Labeled area outline entries
◇ ◇ ◇ ◇ ◇ ◇ ◇

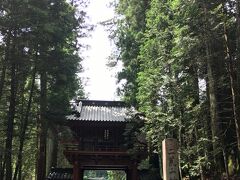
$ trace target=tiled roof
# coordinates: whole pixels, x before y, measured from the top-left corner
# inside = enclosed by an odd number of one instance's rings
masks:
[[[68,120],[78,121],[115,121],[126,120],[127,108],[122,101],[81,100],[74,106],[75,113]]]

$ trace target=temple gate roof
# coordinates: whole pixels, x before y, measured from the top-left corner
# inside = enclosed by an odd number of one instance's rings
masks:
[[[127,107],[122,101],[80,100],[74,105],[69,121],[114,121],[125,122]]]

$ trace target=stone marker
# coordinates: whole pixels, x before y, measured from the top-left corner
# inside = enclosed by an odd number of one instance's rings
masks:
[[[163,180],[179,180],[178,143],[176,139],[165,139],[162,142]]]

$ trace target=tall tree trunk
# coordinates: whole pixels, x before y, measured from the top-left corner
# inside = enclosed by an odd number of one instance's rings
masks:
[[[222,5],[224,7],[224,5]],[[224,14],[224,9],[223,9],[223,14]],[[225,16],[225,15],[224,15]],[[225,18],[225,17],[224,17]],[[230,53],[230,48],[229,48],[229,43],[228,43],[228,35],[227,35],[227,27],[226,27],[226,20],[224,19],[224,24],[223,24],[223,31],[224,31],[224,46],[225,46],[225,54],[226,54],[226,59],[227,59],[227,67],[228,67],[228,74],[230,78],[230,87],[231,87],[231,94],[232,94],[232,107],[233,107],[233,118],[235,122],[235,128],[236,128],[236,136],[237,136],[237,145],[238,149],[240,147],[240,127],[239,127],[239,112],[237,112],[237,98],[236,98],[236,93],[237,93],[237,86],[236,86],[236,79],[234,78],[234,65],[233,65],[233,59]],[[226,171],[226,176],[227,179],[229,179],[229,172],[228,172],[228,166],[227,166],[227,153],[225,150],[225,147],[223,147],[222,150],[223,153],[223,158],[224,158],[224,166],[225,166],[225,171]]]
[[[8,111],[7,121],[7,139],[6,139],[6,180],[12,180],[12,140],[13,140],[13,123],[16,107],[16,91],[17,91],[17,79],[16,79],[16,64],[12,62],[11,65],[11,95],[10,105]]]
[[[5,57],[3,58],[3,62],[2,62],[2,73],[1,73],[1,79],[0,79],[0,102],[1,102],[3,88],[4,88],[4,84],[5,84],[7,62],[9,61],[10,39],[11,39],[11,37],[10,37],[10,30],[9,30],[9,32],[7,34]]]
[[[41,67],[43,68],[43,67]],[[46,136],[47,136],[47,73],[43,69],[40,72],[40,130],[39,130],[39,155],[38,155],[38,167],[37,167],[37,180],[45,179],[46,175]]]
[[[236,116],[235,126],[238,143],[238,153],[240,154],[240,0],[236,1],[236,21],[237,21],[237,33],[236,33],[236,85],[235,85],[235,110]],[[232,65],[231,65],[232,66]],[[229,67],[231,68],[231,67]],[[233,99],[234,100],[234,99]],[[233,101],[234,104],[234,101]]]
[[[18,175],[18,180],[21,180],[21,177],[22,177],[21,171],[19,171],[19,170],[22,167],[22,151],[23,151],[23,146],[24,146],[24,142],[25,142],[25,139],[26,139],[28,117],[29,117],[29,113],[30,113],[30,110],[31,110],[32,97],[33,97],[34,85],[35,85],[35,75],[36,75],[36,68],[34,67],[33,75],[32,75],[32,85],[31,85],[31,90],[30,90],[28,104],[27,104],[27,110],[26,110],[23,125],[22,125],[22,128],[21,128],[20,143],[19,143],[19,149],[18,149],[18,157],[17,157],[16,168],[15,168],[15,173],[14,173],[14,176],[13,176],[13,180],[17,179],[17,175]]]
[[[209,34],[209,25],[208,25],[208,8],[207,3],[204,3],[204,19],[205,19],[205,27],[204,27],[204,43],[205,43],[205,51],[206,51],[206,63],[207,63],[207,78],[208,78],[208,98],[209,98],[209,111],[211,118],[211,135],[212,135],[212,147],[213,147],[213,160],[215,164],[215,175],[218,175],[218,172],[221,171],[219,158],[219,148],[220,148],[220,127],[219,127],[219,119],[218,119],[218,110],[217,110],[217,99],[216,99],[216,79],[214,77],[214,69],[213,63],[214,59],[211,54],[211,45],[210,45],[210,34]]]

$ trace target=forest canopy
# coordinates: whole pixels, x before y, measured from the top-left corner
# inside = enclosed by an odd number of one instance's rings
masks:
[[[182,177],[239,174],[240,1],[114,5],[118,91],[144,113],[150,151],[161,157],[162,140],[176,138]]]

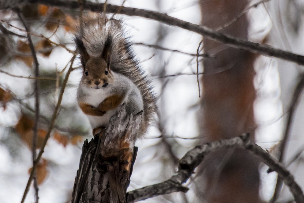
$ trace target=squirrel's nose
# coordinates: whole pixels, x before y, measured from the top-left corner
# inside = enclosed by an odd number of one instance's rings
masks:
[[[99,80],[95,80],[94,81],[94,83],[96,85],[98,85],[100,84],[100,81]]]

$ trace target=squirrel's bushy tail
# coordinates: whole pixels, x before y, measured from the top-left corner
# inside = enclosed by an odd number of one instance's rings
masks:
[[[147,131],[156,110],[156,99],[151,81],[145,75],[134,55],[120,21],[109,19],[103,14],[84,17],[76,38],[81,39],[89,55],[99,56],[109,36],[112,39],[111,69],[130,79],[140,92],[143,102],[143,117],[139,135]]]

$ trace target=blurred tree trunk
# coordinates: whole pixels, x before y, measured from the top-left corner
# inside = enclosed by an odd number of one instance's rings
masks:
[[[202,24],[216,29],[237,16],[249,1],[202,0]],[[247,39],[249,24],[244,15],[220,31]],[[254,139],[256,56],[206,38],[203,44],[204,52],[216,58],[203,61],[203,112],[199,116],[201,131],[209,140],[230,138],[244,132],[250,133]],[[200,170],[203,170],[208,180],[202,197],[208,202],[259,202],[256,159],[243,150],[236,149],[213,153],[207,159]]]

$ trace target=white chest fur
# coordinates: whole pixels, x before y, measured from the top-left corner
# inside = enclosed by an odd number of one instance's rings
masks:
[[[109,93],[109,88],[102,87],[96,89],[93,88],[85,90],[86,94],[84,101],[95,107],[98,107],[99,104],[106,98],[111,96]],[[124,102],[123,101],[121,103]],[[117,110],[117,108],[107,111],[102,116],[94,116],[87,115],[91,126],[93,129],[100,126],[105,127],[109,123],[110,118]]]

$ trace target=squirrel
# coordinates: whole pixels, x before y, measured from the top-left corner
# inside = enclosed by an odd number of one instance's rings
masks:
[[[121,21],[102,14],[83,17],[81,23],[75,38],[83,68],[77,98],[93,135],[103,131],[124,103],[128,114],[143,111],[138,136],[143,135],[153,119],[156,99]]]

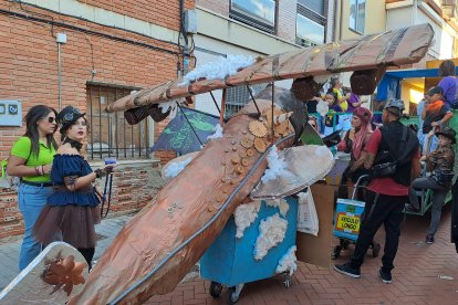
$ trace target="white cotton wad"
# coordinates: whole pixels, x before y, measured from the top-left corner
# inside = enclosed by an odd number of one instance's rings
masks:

◇ ◇ ◇ ◇ ◇ ◇ ◇

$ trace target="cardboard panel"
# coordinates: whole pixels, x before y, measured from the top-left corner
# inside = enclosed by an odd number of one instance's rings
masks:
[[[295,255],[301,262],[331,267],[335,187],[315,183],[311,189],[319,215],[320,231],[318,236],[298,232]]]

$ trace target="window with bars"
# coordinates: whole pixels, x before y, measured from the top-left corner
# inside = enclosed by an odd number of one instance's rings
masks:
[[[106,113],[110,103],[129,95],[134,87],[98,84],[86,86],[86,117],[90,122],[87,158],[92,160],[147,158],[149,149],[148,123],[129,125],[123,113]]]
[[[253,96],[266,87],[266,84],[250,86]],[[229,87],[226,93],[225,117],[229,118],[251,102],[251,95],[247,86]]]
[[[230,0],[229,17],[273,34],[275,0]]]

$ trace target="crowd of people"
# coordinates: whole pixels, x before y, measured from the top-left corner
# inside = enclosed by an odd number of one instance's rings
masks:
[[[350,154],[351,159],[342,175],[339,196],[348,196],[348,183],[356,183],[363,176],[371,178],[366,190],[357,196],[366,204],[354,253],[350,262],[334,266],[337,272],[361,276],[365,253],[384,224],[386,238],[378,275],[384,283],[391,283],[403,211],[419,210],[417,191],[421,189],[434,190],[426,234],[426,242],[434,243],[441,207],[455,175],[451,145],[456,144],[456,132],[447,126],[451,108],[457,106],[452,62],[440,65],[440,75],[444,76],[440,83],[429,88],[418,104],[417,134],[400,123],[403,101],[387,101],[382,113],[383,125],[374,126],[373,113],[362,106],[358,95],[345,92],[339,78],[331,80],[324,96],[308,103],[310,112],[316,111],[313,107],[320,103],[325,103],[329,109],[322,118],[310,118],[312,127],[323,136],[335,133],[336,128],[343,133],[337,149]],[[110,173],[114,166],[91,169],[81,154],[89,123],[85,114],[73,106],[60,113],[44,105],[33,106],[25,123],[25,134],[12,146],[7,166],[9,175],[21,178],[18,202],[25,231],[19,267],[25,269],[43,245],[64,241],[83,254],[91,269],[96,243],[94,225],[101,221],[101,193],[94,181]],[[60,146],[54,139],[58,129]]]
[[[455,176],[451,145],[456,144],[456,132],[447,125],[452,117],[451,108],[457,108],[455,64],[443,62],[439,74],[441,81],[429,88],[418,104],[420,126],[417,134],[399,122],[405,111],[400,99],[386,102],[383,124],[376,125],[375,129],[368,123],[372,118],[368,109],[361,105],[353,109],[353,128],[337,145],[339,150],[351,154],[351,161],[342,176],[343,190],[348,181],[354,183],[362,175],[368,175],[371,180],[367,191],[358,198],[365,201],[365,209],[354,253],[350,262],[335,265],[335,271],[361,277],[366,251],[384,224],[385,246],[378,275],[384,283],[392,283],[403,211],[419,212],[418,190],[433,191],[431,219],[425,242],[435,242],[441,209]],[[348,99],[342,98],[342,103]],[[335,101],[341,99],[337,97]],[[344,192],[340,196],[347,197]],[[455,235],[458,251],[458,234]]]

◇ ◇ ◇ ◇ ◇ ◇ ◇

Task directions: Could you turn the lines of the records from the one containing "trace target=tiled roof" through the one containing "[[[163,180],[179,180],[178,143],[176,139],[165,139],[162,142]]]", both included, into a JSON list of strings, one string per line with blank lines left out?

Exercise solution:
[
  "$ trace target=tiled roof",
  "# coordinates: whole pixels, x before y, measured from the top-left corner",
  "# inside = enclosed by an odd number of one instance's rings",
  "masks:",
  "[[[68,120],[78,121],[115,121],[126,120],[127,108],[122,101],[81,100],[74,106],[75,113]]]",
  "$ trace target=temple gate roof",
  "# coordinates: whole pixels, x before y, measured from the top-left corner",
  "# inside = enclosed by an odd number of one instance's rings",
  "masks:",
  "[[[127,107],[122,101],[80,100],[74,105],[69,121],[114,121],[125,122]]]",
  "$ trace target=stone marker",
  "# coordinates: whole pixels, x before y, measured from the top-left corner",
  "# inside = enclosed by an odd number of one instance's rings",
  "masks:",
  "[[[163,180],[179,180],[178,143],[176,139],[165,139],[162,142]]]"
]